**REQUIREMENT**
The answer must be every entry, given again word for word.

=== AVAILABLE RECORDS ===

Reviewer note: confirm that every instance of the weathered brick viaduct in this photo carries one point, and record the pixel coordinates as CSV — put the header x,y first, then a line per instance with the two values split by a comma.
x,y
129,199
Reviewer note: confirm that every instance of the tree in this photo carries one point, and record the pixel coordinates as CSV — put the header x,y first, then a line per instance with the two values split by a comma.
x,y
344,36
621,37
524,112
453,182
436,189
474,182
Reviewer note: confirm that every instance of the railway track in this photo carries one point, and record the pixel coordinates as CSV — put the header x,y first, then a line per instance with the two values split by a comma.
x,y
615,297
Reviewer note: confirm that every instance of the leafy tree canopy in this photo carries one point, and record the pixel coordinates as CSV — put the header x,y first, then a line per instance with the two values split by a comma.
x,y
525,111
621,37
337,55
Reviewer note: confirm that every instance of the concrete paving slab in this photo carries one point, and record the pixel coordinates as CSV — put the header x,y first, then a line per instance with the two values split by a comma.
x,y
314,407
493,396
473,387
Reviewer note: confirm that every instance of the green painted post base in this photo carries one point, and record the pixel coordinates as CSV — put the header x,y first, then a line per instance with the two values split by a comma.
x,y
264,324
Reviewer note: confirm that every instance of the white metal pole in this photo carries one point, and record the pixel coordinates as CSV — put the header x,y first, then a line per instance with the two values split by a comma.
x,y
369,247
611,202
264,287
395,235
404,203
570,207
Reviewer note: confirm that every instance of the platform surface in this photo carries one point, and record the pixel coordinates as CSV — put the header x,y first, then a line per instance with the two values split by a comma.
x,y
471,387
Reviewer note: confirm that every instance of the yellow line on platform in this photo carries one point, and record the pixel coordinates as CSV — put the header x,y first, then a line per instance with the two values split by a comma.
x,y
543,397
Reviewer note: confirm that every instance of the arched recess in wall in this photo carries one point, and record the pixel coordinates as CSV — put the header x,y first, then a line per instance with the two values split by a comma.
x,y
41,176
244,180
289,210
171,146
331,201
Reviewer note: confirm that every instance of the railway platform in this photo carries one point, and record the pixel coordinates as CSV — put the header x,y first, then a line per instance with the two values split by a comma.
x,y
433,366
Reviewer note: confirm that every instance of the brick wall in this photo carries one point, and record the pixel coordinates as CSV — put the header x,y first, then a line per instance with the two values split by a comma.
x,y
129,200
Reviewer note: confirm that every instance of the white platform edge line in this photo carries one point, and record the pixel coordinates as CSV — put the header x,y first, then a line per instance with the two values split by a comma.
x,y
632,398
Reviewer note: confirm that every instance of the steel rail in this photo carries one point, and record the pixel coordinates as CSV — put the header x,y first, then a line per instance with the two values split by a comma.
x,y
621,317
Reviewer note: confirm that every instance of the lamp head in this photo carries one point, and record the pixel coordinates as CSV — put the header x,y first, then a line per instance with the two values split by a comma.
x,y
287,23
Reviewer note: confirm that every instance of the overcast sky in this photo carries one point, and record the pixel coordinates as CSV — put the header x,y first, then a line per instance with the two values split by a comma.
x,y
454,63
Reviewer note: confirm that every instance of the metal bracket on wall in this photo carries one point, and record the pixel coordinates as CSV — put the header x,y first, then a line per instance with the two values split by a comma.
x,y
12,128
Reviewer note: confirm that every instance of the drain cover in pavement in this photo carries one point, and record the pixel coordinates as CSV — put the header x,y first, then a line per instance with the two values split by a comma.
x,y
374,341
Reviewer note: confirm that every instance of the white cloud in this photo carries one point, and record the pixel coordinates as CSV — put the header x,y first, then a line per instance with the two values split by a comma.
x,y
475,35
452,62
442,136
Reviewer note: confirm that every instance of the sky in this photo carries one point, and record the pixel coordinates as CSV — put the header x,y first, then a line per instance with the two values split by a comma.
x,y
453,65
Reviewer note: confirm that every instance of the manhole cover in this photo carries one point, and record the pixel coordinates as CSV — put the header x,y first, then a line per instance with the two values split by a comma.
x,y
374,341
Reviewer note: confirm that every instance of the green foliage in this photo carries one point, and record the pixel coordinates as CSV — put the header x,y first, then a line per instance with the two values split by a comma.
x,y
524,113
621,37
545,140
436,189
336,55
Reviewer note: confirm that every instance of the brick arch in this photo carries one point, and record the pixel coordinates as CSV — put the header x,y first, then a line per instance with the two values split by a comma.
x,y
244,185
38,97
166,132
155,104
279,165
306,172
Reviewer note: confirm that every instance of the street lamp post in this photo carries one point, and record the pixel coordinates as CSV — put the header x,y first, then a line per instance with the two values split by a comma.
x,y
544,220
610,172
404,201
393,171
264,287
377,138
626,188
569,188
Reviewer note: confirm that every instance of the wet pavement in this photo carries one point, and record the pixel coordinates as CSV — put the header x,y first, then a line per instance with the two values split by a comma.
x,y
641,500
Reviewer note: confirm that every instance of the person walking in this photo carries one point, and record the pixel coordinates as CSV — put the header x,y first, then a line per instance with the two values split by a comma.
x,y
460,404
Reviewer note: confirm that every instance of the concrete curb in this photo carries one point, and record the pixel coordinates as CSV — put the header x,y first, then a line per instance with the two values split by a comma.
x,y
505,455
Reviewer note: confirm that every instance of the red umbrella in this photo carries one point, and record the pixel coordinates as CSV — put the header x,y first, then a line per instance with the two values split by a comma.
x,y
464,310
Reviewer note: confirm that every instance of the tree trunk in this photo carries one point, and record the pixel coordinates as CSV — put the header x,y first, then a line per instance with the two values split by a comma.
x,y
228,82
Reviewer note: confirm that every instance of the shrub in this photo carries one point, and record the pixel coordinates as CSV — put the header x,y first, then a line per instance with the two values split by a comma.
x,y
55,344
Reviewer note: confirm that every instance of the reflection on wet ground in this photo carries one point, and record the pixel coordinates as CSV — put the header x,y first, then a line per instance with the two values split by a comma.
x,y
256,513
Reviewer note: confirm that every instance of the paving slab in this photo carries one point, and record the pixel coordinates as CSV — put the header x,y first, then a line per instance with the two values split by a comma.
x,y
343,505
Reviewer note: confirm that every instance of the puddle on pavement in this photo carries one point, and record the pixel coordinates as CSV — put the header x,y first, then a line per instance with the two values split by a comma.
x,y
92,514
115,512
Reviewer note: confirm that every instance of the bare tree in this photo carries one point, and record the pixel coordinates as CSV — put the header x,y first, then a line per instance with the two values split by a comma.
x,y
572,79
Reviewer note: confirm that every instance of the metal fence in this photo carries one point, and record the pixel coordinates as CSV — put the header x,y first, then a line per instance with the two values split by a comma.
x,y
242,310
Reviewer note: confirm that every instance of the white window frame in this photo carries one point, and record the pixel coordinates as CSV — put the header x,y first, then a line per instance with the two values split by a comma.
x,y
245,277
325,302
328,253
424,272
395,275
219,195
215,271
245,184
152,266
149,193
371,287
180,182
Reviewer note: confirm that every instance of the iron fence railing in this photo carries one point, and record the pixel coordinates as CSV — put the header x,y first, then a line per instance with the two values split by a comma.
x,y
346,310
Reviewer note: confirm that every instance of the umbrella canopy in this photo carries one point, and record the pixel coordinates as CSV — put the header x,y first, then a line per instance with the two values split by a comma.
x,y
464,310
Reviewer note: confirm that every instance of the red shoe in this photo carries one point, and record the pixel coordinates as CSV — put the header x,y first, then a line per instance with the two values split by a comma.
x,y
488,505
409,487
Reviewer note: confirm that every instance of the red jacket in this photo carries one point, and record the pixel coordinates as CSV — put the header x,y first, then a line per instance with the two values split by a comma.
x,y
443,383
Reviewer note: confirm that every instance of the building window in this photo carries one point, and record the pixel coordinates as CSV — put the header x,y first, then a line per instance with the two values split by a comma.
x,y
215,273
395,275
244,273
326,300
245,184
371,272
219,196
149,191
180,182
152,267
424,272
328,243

===

**SOLVED EXERCISE**
Reviewer note: confirm that every instance of the weathered brick viaduct in this photo carries one point, and record the pixel coordinates as CSV — put the header x,y first, then a line per instance with the two values split by a comma.
x,y
129,199
Reviewer note: confirm that every instance of the tree in this photo carries one point, and record the pixel coordinates as CSV — put the header x,y first, then a line per instance with the two values split by a comma.
x,y
344,36
621,37
524,112
453,182
436,189
474,182
Reviewer note: confirm that every instance of the railway track in this photo carries one point, and record the pixel coordinates as CSV — put the header x,y first, then a line per instance with the two values split by a comma.
x,y
615,297
Reviewer note: confirm that every instance of the leafy tree canopy in this photo carries one point, and record the pixel coordinates as CSV — put the header x,y first, then a line per instance with the two values split by a comma.
x,y
525,111
621,37
337,55
Reviewer note: confirm that every instance of the concrete paving slab in this photo carries one point, and record the pixel coordinates as CSV — put the header x,y first, then a line per instance with the two values split by a comma.
x,y
314,407
493,396
473,387
Reviewer note: confirm that every instance of the green painted post base in this photo carries one point, and record the pixel coordinates as CSV — put the header x,y first, then a line per instance with the two values split by a comma.
x,y
264,324
Reviewer note: confirm that every instance of the white metal pole in this photo carries one point, and record the pixel coordinates as CSV — put the header x,y first, then a line per instance with the two values split by a comma.
x,y
369,247
611,202
264,287
395,235
404,203
570,207
Reviewer note: confirm that every instance of the platform surface in this photo carries one point, and record the pixel coordinates as CSV — put the header x,y first, then a line per instance with the two values split by a comma.
x,y
471,387
Reviewer note: confirm that every instance of the yellow line on platform in this photo carries one point, and record the pixel coordinates as CSV — put the header x,y first, then a line per instance with the two values split by a comma.
x,y
543,397
Reviewer note: confirm that every instance of the arched recess in wall in this photo carries one point, and record the pixel coordinates as CSV — put the header x,y first, then a line per instance with the two values split by a comma.
x,y
41,176
244,180
289,210
171,146
331,201
Reviewer note: confirm that every instance of the railway platform in this photo carries one point, and record the pixel coordinates as CSV — put the header x,y first, then a line per instance with the two values split by a comma.
x,y
433,366
Reviewer note: confirm that every instance of the brick wall in this photo carries one point, and record the pixel coordinates as CSV — put the header x,y first, then a line per instance with the two values split by a comma.
x,y
129,200
Reviewer note: confirm that every instance of the white platform edge line in this photo carries one point, and record the pixel coordinates as CSV — put the header x,y first, then a line per instance with the two values split by a comma.
x,y
632,398
Reviewer note: confirm that every instance of the steel rail in this photo carries one point, and record the pixel coordinates as CSV — put the header x,y first, then a line per instance with the two values split by a comma.
x,y
621,317
Reviewer note: confirm that every instance of the lamp head in this photo carries one point, and record the pixel coordinates as CSV — put the header x,y first, then a line per instance with the two values split by a comma.
x,y
287,23
Reviewer note: confirm that every instance of the overcast sky in this photo carries one point, and record the pixel coordinates as CSV — put the header x,y first, then a line per instance with the two values split by a comma.
x,y
454,63
Reviewer note: confirm that every instance of the metal bracket on wall in this photo carries one point, and record the pixel coordinates as CSV — put the header x,y first, then a line per instance with the two values split by a comma.
x,y
12,128
Reviewer note: confirm that every instance of the drain cover in pavement in this photo carries one point, and record the pixel coordinates as CSV — put the header x,y first, then a line per instance with the two values split by a comma.
x,y
374,341
Reviewer note: confirm that every instance of the white cloud in this photo carries one point, and record the pixel coordinates as CSV — put the header x,y first, then a line per instance with the two values split by a comma.
x,y
475,35
452,62
442,136
Reviewer note: confirm that every instance of the sky in this photo carries one point, and record the pixel coordinates as CSV — put the header x,y first, then a line per instance with the two values split by a comma.
x,y
453,65
Reviewer note: confirm that every instance of the manhole cover in this photo carries one point, and record the pixel coordinates as CSV — put the header x,y first, then a line per instance with the two values split by a comma.
x,y
374,341
Reviewer note: confirm that every instance of the green foliage in this photo carries one point, and record the pixel coordinates as CSV — put the header x,y first, then a line per instance with the two values split by a comma.
x,y
524,113
621,37
545,140
436,189
336,55
Reviewer note: confirm that every instance of the brick arch in this photo carries one point, and record the pixel coordinates as CSV — put the header x,y first, then a line per instance with the two values split by a comma.
x,y
244,185
38,97
166,132
155,104
279,165
306,172
Reviewer note: confirm that every instance of the street lamp post in this photo carries one point, and record the pixel coordinates as CSV — put the header x,y first, then a line per instance with the two values split by a comma.
x,y
544,220
610,172
404,201
393,171
264,287
377,138
626,188
569,188
Reviewer note: confirm that every instance of the wet pavement in this photo carries one point, and record the pixel coordinates as CSV — put the header x,y first, then a line per instance with the two values split by a comma.
x,y
641,500
Reviewer note: confirm that every instance of the person walking in this photo carries one point, and record the pixel coordinates as CSV — put the header x,y first, then a line per instance with the two values split by a comma.
x,y
460,404
Reviewer note: confirm that every instance of the concrete curb in this photo carries one point, and record the pixel coordinates as CSV — put the header x,y first, then a line per instance with the two values split by a comma.
x,y
505,455
Reviewer note: confirm that every instance of the red umbrella in this photo carries one point, and record the pixel coordinates as CSV — put the header x,y first, then a line per instance with the two values split by a comma.
x,y
464,310
Reviewer note: confirm that every instance of the tree trunk in this photo carries one point, and record the pixel coordinates as CSV — put the header x,y first, then a line per instance with the two values split by a comma.
x,y
228,82
Reviewer note: confirm that every instance of the shrub in this photo carries one point, and record the pixel coordinates as CSV — put the header x,y first, then a line per instance with the two values split by a comma.
x,y
55,344
Reviewer note: confirm that every instance of the reflection on wet ground in this photo carries one point, and record the pixel coordinates as CSV — put the header x,y first, then a line per instance with the two values split by a comma.
x,y
256,513
Reviewer note: confirm that every instance of the paving slab in this photo carries one point, and record the pixel coordinates as CSV — put the header x,y first, then a line per instance with the two values split by a comma.
x,y
343,505
Reviewer note: confirm that every instance of the puddle on pavement in this photo carries one point, and record the pixel coordinates as CSV — put the header x,y first, then a line per instance with the two values split by a comma.
x,y
92,514
115,512
Reviewer note: confirm that every instance of the bare tree in this photo carries one point, and record the pixel coordinates as CSV — put the header x,y first, then a line per instance with the two values split by a comma.
x,y
572,79
Reviewer note: confirm that every instance of the metal fence in this photo carries one point, and record the pixel coordinates as CSV — put the header x,y first, then a line per instance with the two values split by a comma.
x,y
242,310
Reviewer note: confirm that every instance of the white window frame in this photo carries one point, and record the pixel coordinates as CSV — put the header x,y first, then a line per instance with the two values split by a comma.
x,y
245,277
325,302
328,253
424,272
395,275
219,195
215,271
245,184
152,266
149,193
371,287
180,182
Reviewer note: confirm that every instance of the iron fence railing in this photo carries one point, and record the pixel coordinates as CSV — put the header x,y first, then a line per instance with the two values split by a comma.
x,y
346,310
Reviewer note: confirm that every instance of the umbrella canopy in this photo carries one point, and record the pixel coordinates as CSV — put the header x,y first, then a line per instance with the two values split by a comma.
x,y
464,310
Reviewer note: confirm that every instance of the red shoe in this photo carries one point, and record the pixel coordinates as CSV — put the header x,y first, then a line per instance with the two values split by a comma.
x,y
488,505
409,487
Reviewer note: confirm that every instance of the red jacket in this photo carries one point, and record the pixel coordinates as CSV — put the header x,y first, then a line per instance with the two values split by a comma.
x,y
443,383
Reviewer note: confirm that every instance of the building window in this photo carries one point, and record the pixel coordinates as CSV — put the header x,y first, then a line per instance with the two values split by a comma.
x,y
215,273
395,275
244,273
326,300
245,184
371,272
219,196
149,191
180,182
152,267
424,272
328,243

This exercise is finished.